RECORDS SHOWN
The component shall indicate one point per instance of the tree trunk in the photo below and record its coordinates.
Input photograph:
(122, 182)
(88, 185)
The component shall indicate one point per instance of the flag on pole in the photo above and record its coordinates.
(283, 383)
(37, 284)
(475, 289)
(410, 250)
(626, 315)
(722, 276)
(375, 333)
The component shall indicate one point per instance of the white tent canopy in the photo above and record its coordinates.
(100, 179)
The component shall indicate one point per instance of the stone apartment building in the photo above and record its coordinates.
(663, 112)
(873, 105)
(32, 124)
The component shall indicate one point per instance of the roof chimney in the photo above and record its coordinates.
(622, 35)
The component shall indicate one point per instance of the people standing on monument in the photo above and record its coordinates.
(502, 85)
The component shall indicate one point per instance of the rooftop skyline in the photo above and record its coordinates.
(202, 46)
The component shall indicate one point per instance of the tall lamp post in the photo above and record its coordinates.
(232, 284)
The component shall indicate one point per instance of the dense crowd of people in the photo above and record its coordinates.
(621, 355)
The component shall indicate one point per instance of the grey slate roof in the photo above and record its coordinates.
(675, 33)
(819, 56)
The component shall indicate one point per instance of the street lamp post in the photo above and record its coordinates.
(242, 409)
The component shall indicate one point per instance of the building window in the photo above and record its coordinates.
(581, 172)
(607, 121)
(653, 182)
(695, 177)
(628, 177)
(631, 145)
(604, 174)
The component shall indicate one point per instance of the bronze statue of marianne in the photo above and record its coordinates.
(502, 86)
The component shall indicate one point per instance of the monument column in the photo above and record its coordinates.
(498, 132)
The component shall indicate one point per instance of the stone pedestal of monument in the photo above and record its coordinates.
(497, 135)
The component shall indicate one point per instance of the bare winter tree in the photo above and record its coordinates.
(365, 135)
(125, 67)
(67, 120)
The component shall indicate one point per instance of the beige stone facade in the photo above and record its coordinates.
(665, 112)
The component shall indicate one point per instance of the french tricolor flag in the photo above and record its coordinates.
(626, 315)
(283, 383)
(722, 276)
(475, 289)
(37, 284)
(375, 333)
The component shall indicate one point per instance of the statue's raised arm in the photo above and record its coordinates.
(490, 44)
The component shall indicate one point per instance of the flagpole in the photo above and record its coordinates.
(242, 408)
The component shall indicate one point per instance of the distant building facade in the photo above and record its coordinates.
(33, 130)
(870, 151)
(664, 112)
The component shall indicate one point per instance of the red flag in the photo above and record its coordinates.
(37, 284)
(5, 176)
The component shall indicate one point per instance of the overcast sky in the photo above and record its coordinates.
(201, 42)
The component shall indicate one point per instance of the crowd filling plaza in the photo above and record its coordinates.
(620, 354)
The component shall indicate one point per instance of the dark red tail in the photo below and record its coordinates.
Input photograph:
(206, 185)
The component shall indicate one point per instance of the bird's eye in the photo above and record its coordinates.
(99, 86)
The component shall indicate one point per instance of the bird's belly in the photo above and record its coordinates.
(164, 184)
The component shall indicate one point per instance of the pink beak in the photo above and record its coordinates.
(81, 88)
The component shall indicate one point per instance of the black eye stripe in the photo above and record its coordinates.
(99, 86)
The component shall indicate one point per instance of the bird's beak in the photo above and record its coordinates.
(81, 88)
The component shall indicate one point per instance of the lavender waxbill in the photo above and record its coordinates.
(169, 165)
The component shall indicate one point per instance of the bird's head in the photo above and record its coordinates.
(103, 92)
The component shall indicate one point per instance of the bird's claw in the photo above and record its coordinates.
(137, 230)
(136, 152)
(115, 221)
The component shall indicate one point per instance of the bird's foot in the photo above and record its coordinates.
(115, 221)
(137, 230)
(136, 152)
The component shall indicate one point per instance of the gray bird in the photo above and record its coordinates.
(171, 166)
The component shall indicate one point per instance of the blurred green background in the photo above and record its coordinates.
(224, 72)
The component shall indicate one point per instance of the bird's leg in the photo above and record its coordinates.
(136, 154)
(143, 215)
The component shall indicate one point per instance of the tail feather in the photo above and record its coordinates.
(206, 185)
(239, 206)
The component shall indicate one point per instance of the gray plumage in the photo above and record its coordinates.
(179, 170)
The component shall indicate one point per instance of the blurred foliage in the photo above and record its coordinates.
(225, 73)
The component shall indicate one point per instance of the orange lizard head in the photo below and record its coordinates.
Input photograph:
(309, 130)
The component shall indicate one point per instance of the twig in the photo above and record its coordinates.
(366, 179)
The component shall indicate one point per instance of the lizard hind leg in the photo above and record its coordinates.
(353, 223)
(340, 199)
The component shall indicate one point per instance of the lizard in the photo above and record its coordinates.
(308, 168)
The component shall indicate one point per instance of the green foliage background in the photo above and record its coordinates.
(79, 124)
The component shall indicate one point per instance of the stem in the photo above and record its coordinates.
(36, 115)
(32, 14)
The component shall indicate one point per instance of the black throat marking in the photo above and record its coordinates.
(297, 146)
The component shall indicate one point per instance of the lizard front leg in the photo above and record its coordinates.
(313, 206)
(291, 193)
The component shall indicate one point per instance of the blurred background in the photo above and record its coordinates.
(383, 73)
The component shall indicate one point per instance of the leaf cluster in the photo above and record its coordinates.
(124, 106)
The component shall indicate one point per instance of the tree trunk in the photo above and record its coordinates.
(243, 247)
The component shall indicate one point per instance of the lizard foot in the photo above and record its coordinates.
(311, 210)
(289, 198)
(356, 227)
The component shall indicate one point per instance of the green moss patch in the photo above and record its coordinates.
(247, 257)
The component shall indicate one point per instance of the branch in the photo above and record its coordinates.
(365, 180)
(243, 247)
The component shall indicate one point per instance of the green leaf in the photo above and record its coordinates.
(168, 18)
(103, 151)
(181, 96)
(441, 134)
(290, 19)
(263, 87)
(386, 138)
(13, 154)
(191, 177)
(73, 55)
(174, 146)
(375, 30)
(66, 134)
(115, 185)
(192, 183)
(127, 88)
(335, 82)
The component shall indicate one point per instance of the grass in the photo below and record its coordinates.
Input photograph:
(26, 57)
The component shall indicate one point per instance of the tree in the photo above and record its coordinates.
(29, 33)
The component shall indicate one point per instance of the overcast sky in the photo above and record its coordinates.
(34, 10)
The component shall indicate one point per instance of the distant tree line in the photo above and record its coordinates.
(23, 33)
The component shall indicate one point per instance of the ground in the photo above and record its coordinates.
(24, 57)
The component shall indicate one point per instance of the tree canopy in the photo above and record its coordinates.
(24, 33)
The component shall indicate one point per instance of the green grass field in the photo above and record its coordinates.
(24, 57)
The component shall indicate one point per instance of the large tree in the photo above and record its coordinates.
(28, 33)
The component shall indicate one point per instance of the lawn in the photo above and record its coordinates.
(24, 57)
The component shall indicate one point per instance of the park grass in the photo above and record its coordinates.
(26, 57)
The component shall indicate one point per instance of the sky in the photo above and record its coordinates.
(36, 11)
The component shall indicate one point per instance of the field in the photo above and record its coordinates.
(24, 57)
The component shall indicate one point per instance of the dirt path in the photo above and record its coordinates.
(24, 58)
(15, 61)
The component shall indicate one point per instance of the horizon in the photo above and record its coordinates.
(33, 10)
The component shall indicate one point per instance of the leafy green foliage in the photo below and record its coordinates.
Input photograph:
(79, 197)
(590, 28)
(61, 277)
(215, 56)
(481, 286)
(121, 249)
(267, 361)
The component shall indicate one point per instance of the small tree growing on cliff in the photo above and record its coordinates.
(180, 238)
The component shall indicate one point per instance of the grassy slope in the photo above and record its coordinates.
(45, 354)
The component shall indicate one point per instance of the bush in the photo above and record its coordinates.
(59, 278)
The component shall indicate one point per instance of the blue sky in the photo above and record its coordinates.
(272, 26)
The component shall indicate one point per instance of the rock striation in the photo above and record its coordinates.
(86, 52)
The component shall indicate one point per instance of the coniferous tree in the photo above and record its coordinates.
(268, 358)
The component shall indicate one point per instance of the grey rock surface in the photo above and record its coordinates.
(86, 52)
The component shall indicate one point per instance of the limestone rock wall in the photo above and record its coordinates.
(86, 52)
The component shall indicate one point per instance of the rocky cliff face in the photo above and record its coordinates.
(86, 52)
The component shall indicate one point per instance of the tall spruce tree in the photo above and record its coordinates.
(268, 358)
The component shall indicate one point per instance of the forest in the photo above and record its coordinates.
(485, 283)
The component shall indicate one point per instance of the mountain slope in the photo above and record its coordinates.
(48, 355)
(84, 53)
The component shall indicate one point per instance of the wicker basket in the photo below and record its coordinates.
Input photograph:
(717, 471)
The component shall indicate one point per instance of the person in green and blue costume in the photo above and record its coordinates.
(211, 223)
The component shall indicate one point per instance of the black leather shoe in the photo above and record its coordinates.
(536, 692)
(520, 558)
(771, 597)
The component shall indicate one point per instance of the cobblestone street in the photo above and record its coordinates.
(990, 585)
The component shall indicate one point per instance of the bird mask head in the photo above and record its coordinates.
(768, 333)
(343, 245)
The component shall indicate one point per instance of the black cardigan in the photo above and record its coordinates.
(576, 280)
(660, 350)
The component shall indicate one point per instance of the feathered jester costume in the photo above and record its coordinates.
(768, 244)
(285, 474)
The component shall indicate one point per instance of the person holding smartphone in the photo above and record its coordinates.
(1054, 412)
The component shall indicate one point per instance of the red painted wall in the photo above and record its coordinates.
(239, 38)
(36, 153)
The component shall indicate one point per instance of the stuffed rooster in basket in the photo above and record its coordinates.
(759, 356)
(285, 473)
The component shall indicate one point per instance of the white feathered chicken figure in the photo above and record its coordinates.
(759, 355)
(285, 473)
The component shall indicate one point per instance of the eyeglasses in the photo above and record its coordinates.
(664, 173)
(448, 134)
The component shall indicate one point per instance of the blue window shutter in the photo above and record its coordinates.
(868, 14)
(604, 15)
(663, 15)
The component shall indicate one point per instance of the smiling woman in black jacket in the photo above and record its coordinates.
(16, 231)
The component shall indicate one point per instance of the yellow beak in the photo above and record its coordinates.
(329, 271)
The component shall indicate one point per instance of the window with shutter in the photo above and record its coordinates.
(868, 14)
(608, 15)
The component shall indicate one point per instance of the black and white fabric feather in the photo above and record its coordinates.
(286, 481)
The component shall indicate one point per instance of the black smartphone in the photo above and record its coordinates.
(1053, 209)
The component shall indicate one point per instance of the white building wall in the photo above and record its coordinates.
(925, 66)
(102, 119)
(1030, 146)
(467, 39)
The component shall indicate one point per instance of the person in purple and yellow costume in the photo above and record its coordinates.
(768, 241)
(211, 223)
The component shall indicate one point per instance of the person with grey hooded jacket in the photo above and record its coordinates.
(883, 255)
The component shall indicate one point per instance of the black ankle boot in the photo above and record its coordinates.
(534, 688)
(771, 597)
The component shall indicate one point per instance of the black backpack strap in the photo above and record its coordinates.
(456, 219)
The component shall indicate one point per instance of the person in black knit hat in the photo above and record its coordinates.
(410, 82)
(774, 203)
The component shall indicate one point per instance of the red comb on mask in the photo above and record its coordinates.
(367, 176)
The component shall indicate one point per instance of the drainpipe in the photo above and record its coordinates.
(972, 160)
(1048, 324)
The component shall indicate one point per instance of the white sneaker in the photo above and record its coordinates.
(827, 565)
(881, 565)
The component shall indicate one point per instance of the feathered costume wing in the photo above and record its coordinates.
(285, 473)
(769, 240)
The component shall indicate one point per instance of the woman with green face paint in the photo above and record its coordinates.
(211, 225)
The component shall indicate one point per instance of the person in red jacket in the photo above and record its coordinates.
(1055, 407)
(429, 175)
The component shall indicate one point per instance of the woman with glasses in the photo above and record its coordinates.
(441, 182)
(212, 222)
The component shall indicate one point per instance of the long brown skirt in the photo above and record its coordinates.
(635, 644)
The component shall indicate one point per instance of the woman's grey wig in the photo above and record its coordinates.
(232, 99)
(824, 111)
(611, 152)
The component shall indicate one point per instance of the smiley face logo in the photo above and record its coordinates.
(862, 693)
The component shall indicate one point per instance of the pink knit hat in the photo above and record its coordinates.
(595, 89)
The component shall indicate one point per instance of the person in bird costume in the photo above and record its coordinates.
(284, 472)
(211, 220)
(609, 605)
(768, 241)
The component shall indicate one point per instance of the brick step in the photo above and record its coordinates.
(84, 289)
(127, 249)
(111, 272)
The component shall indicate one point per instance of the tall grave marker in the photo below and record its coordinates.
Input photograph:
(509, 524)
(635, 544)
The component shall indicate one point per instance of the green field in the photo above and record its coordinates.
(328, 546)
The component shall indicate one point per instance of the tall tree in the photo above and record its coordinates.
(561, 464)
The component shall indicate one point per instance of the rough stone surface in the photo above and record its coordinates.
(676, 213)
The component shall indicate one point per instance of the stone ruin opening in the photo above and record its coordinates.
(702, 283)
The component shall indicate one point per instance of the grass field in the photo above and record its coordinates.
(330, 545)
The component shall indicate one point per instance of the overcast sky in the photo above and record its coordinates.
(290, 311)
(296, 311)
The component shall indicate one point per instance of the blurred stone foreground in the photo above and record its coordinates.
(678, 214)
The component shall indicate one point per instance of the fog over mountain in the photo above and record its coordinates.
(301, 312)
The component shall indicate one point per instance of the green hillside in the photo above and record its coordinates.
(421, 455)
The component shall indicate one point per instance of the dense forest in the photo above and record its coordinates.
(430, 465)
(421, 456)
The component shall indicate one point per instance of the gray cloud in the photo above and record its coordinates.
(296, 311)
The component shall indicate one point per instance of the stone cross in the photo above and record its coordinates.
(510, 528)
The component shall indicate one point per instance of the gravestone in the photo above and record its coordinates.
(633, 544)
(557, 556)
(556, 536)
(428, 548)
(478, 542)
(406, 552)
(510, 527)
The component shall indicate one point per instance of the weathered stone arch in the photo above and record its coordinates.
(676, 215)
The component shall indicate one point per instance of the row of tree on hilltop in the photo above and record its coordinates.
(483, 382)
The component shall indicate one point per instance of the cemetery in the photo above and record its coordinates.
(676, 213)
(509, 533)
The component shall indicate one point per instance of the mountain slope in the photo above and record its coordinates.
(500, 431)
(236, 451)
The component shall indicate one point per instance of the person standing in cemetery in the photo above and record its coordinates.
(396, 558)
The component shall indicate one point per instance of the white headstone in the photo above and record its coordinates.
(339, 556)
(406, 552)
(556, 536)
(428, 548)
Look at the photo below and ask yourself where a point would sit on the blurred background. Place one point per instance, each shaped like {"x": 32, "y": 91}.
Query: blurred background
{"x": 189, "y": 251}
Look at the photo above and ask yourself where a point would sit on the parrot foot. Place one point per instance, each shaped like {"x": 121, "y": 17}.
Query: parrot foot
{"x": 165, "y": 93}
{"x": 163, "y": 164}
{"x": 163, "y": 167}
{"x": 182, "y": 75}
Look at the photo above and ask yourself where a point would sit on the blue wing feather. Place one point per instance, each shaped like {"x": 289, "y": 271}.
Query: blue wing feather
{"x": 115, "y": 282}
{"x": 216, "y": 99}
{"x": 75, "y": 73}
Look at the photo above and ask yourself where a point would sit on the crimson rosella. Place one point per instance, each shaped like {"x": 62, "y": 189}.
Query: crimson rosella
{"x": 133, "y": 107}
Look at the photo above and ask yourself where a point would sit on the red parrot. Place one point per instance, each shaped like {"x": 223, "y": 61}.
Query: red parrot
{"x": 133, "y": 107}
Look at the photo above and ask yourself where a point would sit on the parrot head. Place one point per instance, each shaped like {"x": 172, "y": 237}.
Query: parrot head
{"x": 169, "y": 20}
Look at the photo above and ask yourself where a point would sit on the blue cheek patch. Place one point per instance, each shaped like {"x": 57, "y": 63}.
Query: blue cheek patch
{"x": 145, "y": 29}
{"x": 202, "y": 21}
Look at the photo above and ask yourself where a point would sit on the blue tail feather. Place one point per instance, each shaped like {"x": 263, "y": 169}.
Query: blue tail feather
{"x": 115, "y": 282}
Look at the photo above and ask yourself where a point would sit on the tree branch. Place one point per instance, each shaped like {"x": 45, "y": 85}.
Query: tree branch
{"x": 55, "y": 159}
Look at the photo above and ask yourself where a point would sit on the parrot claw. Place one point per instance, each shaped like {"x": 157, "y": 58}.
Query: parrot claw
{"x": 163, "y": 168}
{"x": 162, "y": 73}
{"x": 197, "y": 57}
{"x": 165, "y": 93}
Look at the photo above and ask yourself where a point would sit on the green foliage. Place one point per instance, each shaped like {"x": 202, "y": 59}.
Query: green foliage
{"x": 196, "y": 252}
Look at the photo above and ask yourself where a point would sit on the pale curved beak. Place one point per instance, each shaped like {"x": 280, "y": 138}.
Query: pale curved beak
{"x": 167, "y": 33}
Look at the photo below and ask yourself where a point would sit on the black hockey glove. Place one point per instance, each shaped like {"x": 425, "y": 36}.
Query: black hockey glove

GOAL
Only the lines from the one containing "on the green" through the end of the entries above belong in the answer; repeat them exactly.

CORRECT RESPONSE
Look at the photo above and ask yourself where a point would sit on the green foliage. Place one point per instance, each shaped like {"x": 202, "y": 59}.
Query: green foliage
{"x": 196, "y": 252}
Look at the photo above and ask yourself where a point would sit on the pale curved beak. Place one point per instance, each shaped like {"x": 280, "y": 138}.
Query: pale curved beak
{"x": 167, "y": 33}
Look at the photo below and ask yourself where a point would sit on the black hockey glove. Place one point per instance, each shaped like {"x": 425, "y": 36}.
Query: black hockey glove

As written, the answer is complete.